• WHAT THE TASK ASKS: I would like the entries transcribed word for word, please, with the pictures removed.

═══ RECORDS SUPPLIED

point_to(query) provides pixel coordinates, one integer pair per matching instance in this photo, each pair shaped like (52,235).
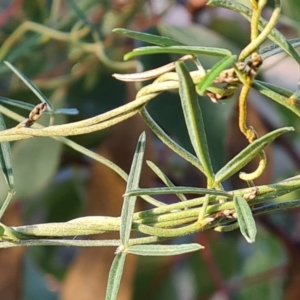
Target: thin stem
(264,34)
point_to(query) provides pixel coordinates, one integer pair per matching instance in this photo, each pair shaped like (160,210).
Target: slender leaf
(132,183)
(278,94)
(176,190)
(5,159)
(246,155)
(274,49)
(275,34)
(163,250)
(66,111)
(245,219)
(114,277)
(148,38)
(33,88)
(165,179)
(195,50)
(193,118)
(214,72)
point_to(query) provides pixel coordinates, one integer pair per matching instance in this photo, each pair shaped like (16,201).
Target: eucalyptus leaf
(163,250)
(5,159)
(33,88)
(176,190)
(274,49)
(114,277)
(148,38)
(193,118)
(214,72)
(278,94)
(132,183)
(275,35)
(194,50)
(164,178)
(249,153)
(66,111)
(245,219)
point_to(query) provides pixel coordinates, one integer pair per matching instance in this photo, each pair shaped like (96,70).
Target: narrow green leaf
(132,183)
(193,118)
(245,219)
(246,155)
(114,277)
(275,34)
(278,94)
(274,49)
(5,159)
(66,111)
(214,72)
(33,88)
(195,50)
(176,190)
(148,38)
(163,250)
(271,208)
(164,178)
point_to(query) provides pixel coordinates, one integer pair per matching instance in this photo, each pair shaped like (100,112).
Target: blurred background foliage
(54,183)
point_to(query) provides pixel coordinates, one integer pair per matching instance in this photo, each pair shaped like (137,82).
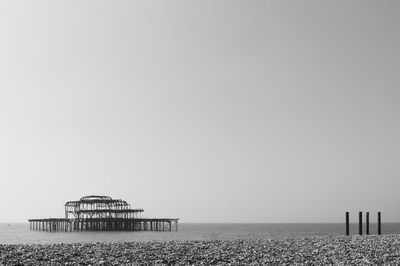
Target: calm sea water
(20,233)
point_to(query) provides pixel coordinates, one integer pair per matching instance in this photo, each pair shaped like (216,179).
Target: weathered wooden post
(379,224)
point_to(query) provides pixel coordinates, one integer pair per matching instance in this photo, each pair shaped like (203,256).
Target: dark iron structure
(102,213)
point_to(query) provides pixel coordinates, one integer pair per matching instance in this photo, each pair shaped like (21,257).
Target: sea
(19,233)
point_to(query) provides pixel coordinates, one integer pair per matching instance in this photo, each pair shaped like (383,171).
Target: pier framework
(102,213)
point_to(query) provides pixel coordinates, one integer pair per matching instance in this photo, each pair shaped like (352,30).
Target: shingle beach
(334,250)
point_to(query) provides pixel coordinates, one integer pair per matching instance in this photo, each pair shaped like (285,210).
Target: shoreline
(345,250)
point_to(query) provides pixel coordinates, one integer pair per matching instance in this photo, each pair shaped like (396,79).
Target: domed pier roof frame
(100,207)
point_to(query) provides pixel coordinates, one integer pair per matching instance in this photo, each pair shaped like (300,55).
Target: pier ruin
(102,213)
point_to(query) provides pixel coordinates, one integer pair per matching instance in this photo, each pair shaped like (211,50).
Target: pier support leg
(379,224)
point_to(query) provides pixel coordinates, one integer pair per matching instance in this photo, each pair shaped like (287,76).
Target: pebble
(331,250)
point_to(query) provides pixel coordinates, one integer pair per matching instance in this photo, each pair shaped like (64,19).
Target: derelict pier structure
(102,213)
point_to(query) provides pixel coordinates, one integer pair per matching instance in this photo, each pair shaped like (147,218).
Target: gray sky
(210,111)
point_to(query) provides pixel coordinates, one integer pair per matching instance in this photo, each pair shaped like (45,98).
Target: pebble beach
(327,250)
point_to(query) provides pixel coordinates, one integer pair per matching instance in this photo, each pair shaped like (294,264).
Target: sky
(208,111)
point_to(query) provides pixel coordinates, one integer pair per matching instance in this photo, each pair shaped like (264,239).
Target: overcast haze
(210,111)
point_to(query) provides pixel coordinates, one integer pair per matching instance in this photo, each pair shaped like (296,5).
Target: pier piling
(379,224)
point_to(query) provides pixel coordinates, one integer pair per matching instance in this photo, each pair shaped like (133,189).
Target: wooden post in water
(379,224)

══════

• ANSWER FOR THE TASK:
point_to(query) provides pixel coordinates, one integer pair per matching instance in this photo, each pair shaped like (52,235).
Target: thin stem
(264,34)
point_to(query) provides pixel coordinates, one integer pair per matching instance in this photo, each pair shaped like (160,210).
Target: slender leaf
(132,183)
(278,94)
(176,190)
(5,159)
(246,155)
(274,49)
(275,34)
(163,250)
(66,111)
(245,219)
(114,277)
(148,38)
(33,88)
(165,179)
(195,50)
(193,118)
(214,72)
point_to(query) provides pixel coordinates, one integer pair per matching instance in this photo, each pair shaped like (16,201).
Target: eucalyptus leaf
(163,250)
(5,159)
(33,88)
(176,190)
(274,49)
(114,277)
(148,38)
(193,118)
(214,72)
(278,94)
(132,183)
(275,35)
(194,50)
(164,178)
(249,153)
(66,111)
(245,219)
point_to(query) provides pixel coordinates, one integer pair per matching instance in this photo, each pair shaped like (96,70).
Target: narrow green leaf
(132,183)
(193,118)
(245,219)
(246,155)
(114,277)
(275,34)
(278,94)
(274,49)
(5,159)
(66,111)
(214,72)
(33,88)
(195,50)
(176,190)
(148,38)
(163,250)
(271,208)
(164,178)
point_to(query) provides pixel coordinates, one integer pair per matching instance in this photo, each pair shaped like (100,112).
Target: blurred background foliage
(54,183)
point_to(query) provides pixel coordinates, one integer pair per matching instance in this photo, each pair shaped like (137,82).
Target: calm sea water
(20,233)
point_to(query) provides pixel coordinates, one integer pair per matching instance in this photo, each pair shaped like (216,179).
Target: weathered wooden post
(379,224)
point_to(query) provides pixel coordinates, one integer pair per matching instance in this photo, each pair shaped like (203,256).
Target: dark iron structure
(102,213)
point_to(query) provides pixel coordinates, one integer pair per matching instance in this photo, each pair shaped like (21,257).
Target: sea
(19,233)
point_to(query) provides pixel coordinates, one integer pair per matching instance in this photo, each pair shaped like (383,171).
Target: pier framework
(102,213)
point_to(query) provides pixel coordinates, one integer pair per matching instance in this photo, each pair shaped like (352,30).
Target: shingle beach
(334,250)
point_to(query) provides pixel coordinates, one integer pair per matching instance in this photo, each pair shaped like (285,210).
Target: shoreline
(345,250)
point_to(query) provides pixel coordinates, one integer pair per matching instance in this photo, each pair shaped like (396,79).
Target: domed pier roof frame
(100,207)
point_to(query) provides pixel coordinates, one integer pair per matching instance in this photo, each pair shaped like (300,55).
Target: pier ruin
(102,213)
point_to(query) provides pixel coordinates, one integer pair per matching instance in this photo, each pair shaped like (211,50).
Target: pier support leg
(379,224)
point_to(query) provides pixel coordinates, one integer pair per matching instance in this photo, each pair shaped like (287,76).
Target: pebble
(331,250)
point_to(query) provides pixel coordinates, one integer pair per matching instance in this photo, each pair shaped like (64,19).
Target: derelict pier structure
(102,213)
point_to(query) provides pixel coordinates, one integer pair per matching instance in this photo, each pair shaped like (147,218).
Target: gray sky
(210,111)
point_to(query) provides pixel coordinates, one integer pair per matching instance in this photo, each pair shaped like (45,98).
Target: pebble beach
(327,250)
point_to(query) provides pixel coordinates, one integer pair per matching instance in this photo, each pair shaped like (294,264).
Target: sky
(208,111)
point_to(query) provides pixel coordinates, one integer pair per matching instance in this photo, each pair shaped like (264,239).
Target: overcast haze
(210,111)
point_to(query) provides pixel coordinates, one integer pair per matching instance in this photo, each pair shaped like (296,5).
Target: pier piling
(379,224)
point_to(query) provides pixel coordinates, one integer pair per matching instance in this photo, each pair shaped like (133,189).
Target: wooden post in water
(379,224)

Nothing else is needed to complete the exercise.